Exercise details: In the public comment on the FDA deeming rule, what total expenditure by state, local, tribal, or private entities makes a regulatory impact analysis required?

July 18, 2014

Stanton A. Glantz, PhD

The Regulatory Impact Analysis Fails to Adequately Document the Sources the Benefit and Cost Estimates upon Which it is Based

My UCSF colleagues just put in this public comment on the FDA deeming rule:
 
The Regulatory Impact Analysis Fails to Adequately Document the
Sources for the Benefit and Cost Estimates upon Which it is Based
 
Docket No. FDA-2014-N-0189
 
Wendy Max, PhD
Professor of Health Economics
 
Hai-Yen Sung, PhD
Professor of Health Economics
 
James Lightwood, PhD
Professor of Pharmacy
 
University of California San Francisco
July 11, 2014
 
Regulatory impact analyses are required for any mandate that will result in expenditures by state, local, tribal, or private entities totaling $141 million or more.  The required analyses are described in guidelines promulgated by the Office of Information and Regulatory Affairs within the Office of Management and Budget (OIRA, 2011).  The Regulatory Impact Analysis (RIA) of the proposed deeming rule contains very detailed tables claiming a wide range of costs for implementing the Proposed Rule.  These costs include changes in point-of-sale advertising, labeling changes, premarket product applications, registration, ingredient listing requirements, the provision of documentation for new products, and other compliance costs.  The cost estimates for annual registration are “based on FDA experience with currently regulated tobacco products” (RIA, page 29).  The estimate for product listing states that “lacking estimates of the number of pipe tobacco products and electronic cigarettes produced domestically, we assume that 33 percent of pipe tobacco products are manufactured domestically…”, and again cost estimates are “based on FDA experience with currently regulated tobacco products” (RIA, page 29).  Similar assumptions are made for other cost components and many assumptions are made.  No justification is presented for whether the proposed deemed tobacco products would be similar in terms of implementation costs.

Given information:
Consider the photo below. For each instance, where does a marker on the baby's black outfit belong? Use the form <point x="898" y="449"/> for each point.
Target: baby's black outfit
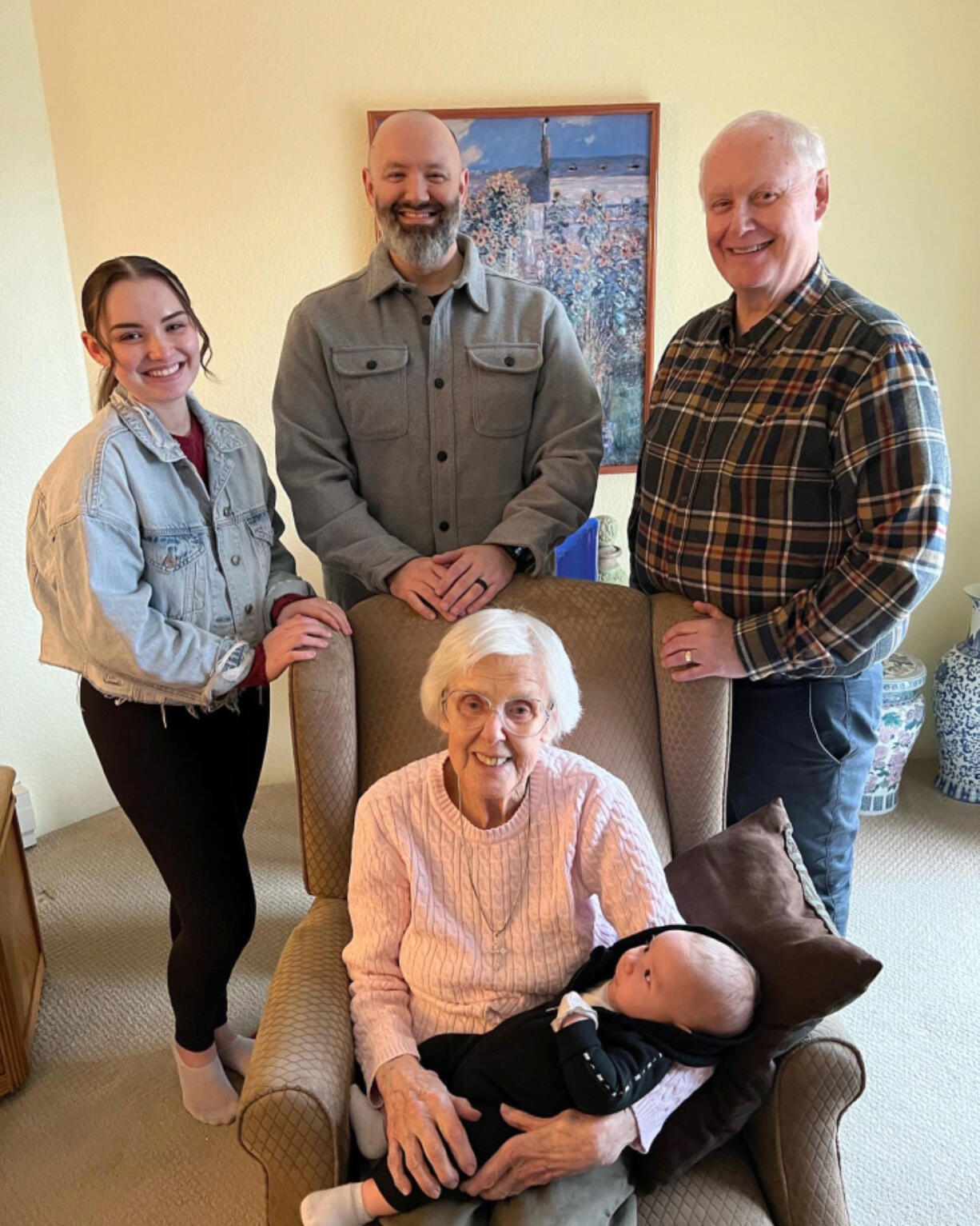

Output: $141 million or more